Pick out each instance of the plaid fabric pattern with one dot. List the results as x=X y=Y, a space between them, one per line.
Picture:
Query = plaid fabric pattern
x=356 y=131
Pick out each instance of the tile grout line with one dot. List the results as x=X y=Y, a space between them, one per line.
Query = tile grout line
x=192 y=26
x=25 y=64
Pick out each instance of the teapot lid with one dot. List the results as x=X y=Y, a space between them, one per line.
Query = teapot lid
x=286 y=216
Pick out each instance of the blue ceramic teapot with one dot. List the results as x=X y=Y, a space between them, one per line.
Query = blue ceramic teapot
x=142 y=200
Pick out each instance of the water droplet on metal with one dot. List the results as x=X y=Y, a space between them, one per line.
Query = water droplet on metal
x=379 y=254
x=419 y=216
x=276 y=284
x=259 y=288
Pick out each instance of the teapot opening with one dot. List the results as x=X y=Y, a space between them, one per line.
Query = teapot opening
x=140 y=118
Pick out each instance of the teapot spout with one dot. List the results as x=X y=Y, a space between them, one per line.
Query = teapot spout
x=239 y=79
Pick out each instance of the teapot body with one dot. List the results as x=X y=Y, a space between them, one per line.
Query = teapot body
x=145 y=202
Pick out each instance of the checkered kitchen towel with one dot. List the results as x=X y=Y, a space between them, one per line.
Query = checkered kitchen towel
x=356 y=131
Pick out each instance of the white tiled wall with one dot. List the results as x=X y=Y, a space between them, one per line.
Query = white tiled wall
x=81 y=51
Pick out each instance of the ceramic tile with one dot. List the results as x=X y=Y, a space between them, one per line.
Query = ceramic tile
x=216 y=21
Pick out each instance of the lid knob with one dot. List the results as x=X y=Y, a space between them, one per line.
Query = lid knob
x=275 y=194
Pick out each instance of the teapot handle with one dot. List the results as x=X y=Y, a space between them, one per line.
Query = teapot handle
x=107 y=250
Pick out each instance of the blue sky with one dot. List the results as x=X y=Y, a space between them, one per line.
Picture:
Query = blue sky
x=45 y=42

....

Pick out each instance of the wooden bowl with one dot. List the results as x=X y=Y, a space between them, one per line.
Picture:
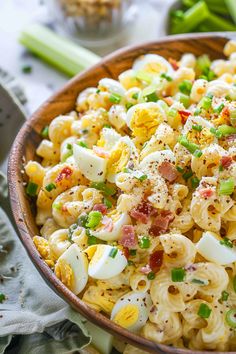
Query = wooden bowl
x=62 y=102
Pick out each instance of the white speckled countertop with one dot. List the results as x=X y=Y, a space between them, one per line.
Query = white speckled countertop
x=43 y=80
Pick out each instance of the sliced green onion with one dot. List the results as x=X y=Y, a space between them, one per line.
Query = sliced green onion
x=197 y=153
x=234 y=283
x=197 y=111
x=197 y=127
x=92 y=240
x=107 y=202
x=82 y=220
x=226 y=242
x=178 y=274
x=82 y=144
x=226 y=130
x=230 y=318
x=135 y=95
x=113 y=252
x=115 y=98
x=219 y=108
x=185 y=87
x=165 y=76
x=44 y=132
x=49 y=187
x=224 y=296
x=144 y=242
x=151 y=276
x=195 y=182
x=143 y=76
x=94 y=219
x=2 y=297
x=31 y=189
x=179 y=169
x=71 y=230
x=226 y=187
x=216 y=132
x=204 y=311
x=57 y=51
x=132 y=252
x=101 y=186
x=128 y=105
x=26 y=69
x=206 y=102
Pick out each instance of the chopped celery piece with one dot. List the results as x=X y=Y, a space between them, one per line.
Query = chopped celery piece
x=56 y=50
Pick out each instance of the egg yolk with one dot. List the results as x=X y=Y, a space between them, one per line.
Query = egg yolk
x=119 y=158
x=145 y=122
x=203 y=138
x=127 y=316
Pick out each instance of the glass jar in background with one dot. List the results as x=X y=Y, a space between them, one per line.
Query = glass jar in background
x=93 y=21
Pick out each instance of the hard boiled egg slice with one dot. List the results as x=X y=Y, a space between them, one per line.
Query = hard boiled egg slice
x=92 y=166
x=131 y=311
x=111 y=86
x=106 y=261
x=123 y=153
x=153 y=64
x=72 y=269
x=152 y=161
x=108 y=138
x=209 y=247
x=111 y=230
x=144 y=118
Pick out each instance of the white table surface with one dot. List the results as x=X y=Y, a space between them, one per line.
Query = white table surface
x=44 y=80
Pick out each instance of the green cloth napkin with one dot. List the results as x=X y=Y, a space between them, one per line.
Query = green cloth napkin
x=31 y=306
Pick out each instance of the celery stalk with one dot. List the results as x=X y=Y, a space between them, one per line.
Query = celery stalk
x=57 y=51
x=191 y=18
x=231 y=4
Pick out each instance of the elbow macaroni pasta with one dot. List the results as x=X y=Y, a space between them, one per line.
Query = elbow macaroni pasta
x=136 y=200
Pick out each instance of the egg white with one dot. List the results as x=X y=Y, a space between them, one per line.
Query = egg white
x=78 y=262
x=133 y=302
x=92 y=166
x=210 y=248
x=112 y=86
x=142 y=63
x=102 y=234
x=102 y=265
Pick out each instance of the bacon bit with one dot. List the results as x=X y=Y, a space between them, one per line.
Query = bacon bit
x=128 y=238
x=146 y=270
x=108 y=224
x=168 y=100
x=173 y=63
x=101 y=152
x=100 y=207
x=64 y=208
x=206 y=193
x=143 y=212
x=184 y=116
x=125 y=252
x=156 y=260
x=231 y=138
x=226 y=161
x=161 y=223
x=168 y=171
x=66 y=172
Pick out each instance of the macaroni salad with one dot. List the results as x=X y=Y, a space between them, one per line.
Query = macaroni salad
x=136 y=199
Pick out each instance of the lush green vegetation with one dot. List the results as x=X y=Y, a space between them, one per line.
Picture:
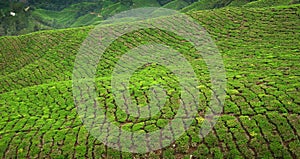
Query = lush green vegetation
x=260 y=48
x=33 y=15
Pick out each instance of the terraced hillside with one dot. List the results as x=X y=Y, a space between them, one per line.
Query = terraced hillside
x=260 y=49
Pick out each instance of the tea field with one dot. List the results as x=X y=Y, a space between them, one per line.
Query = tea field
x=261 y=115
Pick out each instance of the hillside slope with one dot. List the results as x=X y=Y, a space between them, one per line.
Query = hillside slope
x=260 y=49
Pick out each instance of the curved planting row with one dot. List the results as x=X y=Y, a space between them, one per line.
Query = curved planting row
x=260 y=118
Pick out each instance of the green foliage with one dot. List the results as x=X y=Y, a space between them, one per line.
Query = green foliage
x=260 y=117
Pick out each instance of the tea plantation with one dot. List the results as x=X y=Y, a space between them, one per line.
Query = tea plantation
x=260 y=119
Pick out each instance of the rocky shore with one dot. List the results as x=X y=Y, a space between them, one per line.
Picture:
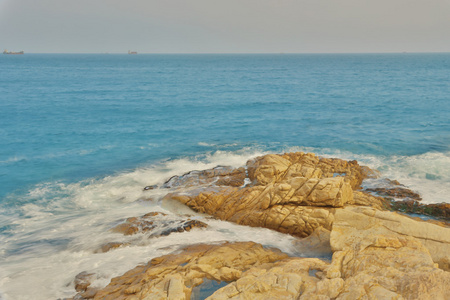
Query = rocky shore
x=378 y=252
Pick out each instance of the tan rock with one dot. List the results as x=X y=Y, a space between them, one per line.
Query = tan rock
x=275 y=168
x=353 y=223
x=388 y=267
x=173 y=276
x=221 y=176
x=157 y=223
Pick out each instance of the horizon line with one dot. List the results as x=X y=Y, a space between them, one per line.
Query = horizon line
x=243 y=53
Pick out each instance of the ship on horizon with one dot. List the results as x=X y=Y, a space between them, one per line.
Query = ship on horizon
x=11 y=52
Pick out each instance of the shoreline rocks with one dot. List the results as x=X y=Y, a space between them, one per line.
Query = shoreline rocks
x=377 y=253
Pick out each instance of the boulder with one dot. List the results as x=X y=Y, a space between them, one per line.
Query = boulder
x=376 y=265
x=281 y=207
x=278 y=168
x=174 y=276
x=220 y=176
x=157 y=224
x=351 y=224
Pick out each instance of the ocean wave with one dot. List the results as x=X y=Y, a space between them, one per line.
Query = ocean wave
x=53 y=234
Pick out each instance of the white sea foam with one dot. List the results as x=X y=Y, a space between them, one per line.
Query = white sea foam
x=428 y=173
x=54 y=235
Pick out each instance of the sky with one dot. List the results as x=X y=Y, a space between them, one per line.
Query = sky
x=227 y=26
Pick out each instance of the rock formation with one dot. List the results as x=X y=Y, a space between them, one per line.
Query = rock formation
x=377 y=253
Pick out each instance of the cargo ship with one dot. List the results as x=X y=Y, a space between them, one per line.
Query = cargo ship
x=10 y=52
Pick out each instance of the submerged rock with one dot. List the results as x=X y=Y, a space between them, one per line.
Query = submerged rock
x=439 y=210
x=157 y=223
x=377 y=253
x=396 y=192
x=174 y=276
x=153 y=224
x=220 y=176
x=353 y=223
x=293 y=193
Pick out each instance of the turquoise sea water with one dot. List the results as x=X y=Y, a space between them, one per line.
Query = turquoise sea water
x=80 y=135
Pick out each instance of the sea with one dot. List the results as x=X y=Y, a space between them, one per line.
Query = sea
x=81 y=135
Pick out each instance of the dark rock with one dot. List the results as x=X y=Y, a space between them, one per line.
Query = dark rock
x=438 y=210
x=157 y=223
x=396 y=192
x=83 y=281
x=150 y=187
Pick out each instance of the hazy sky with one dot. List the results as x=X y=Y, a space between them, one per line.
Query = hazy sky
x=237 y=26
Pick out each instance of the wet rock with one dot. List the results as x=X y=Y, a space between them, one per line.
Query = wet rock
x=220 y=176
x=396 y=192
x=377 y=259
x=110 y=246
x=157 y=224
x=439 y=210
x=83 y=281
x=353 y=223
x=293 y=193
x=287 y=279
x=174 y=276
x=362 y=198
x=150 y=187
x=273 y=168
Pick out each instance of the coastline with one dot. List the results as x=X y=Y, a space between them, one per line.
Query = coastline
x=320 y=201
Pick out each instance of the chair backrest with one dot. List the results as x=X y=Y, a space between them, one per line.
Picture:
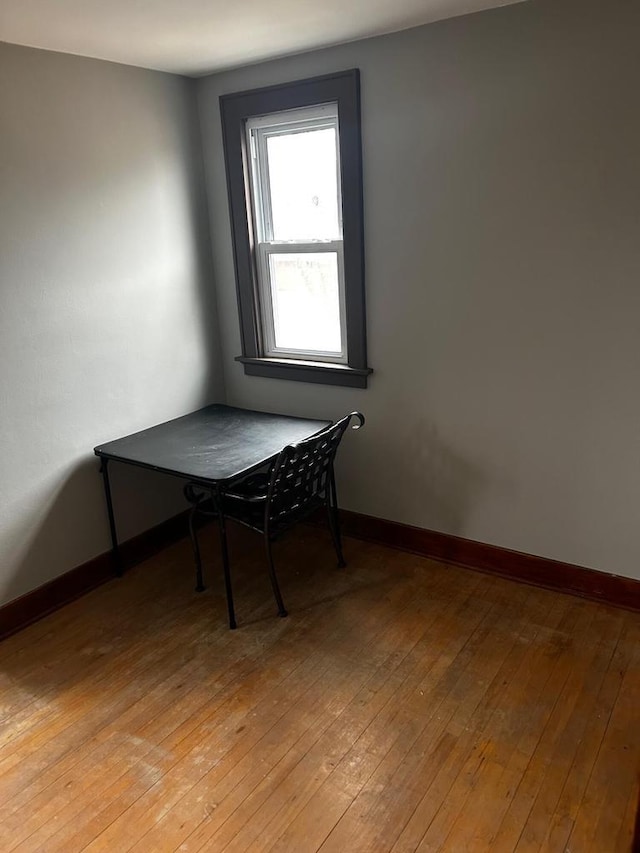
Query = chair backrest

....

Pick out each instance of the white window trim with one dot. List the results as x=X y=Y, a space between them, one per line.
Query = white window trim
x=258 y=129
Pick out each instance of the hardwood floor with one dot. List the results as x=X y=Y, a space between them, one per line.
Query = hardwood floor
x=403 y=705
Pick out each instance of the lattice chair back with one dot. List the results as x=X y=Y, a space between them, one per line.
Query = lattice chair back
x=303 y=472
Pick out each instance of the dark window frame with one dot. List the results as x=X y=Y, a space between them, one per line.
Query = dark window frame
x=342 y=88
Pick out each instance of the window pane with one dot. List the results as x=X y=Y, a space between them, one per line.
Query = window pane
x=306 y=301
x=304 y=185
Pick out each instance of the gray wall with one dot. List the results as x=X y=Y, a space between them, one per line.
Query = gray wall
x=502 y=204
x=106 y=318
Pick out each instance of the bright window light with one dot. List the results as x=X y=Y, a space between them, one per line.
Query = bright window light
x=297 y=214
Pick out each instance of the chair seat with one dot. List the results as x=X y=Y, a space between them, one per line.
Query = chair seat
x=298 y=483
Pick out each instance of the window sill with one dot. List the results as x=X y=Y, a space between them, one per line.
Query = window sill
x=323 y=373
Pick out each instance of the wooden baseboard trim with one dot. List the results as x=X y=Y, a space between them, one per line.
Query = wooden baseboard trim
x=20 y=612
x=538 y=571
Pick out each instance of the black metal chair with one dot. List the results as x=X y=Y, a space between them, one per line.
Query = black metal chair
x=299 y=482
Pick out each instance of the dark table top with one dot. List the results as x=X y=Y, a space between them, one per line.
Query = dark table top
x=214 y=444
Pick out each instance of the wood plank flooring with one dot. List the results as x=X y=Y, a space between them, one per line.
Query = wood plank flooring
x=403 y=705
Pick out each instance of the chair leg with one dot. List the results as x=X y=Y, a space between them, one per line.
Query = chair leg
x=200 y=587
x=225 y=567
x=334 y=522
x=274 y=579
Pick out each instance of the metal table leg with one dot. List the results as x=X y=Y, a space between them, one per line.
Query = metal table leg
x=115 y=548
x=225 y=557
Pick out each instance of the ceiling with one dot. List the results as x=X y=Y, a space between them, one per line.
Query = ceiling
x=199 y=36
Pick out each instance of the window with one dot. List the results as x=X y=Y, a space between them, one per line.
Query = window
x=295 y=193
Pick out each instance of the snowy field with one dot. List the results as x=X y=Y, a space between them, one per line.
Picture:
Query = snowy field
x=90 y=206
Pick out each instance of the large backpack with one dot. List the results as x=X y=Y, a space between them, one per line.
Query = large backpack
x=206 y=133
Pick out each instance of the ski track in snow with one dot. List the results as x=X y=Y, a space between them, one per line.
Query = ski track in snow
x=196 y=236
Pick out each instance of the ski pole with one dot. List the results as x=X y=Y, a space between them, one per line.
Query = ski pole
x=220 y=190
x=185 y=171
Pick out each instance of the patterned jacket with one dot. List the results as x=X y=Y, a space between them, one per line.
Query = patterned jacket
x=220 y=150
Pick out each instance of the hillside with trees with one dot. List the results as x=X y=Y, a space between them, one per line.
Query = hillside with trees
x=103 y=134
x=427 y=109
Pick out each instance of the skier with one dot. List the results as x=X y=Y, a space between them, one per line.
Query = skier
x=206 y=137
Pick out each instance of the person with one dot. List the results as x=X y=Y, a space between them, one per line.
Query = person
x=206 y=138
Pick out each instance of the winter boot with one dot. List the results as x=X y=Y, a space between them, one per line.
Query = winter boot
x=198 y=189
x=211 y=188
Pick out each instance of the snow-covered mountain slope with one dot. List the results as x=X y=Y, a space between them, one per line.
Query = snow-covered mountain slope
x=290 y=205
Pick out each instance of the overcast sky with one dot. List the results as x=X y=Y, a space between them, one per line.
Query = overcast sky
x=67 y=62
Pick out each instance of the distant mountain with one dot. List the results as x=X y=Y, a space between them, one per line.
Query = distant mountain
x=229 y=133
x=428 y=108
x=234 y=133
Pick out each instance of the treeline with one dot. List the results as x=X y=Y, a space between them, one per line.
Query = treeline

....

Problem: Output exactly the lines above that lie between the line with "Pick out each instance of the terraced" and the line with "Pick out each instance of the boulder", those two lines included, and no pictures.

Answer section:
Pick out each instance of the terraced hillside with one dot. List the results as x=X y=Y, a space between them, one per line.
Query = terraced hillside
x=260 y=49
Pick out each instance of the tea field with one dot. List the results as x=X y=Y, a space between them, one per line.
Query = tea field
x=261 y=115
Pick out each instance of the hillside slope with one dot. List the results as x=X y=Y, a space between them, one per line.
Query = hillside slope
x=260 y=49
Pick out each instance of the curved planting row with one dot. List the results as x=X y=Y, a space between them, one per line.
Query = curved planting row
x=260 y=118
Pick out each instance of the green foliage with one dot. List the results as x=X y=Y, a space between them, one per line.
Query = green foliage
x=260 y=117
Pick out each instance of the tea plantation with one dot. List the results as x=X y=Y, a space between them, one per line.
Query = tea plantation
x=260 y=119
Pick out each instance of the rocky shore with one dot. List the results as x=X y=Y, a space between them, one per line.
Picture:
Query = rocky shore
x=378 y=252
Pick out each instance of the tan rock with one dot. List the results as x=X y=Y, a space between them, one per line.
Query = tan rock
x=275 y=168
x=353 y=223
x=388 y=267
x=173 y=276
x=221 y=176
x=157 y=223
Pick out each instance of the horizon line with one dot. List the results as x=X y=Y, a space between them, one per line.
Query = horizon line
x=243 y=53
Pick out each instance of the ship on horizon with one dot. List the results as x=X y=Y, a space between them, one per line.
Query = ship on horizon
x=11 y=52
Pick out each instance of the shoreline rocks with one dot. List the results as x=X y=Y, a space between them, one per line.
Query = shoreline rocks
x=377 y=253
Pick out each instance of the boulder with one dot. List the results as x=X y=Y, a space between them, one per line.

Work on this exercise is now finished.